-- Opening Marker --

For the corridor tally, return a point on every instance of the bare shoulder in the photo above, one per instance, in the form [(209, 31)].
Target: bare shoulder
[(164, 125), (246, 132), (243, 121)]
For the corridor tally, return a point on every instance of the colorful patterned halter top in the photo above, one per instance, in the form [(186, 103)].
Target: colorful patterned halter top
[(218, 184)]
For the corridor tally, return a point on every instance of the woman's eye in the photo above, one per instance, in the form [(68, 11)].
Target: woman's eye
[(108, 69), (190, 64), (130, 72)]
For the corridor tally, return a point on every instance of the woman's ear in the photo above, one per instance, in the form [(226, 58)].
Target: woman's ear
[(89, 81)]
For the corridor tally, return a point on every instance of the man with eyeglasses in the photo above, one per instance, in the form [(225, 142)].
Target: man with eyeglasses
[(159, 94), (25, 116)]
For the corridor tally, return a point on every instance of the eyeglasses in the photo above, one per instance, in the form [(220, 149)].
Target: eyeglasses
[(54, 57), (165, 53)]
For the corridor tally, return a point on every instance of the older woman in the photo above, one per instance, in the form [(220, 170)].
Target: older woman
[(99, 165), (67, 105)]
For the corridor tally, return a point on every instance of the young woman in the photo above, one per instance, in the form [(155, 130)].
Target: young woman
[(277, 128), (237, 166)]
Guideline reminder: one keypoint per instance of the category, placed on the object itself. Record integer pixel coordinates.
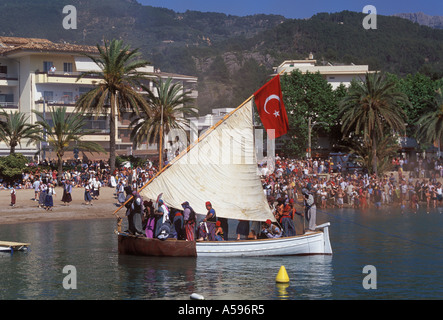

-- Closing Marker --

Once the line holding "form [(68, 11)]." is found, set down that line and every line after it, exactly, through the last line of the records above, omitting pictures.

- **RESPONSE**
For the corridor tally, return a point on every instance of the woman's eye in the photo above, one per instance, in the form [(68, 11)].
Target: woman's eye
[(108, 69), (190, 64), (130, 72)]
For the corridor tally, return a point on every instance of the woman's ear in the photo above, one per instance, in the form [(226, 58)].
Target: woman's ear
[(89, 81)]
For the corridor tally, return a point on every instance of the man with eyeglasses in the photo above, one per instance, in the form [(225, 142)].
Target: man with eyeglasses
[(159, 94), (25, 116)]
For the corridor tally, return a point on every instance of the eyeglasses in the photo above, one per instance, in the form [(220, 149)].
Target: eyeglasses
[(54, 57), (165, 53)]
For the corridor tally, return a point on every instance of the older woman in the photo above, one per instance, in the form [(220, 170)].
Target: older woman
[(99, 165), (67, 105)]
For the corridor tally, return a point on every instance of the young woman in the photo above, one per instance, in the form [(155, 130)].
Target: young woman
[(277, 128), (237, 166)]
Guideline reminder: one keypoint per instance of the category, placed on the object itself. Record integer pixel coordinates.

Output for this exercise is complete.